(Items from a dataset)
━━━━━━━━━━━━━━━━
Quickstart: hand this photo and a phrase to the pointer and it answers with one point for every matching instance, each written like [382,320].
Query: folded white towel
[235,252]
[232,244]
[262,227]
━━━━━━━━━━━━━━━━
Give every entry again in full, precisely as written above.

- Result of the task:
Quickstart: hand this photo and a phrase to the pointer and it answers with one point for every matching instance, each written like [382,320].
Query: folded white towel
[235,252]
[232,244]
[262,227]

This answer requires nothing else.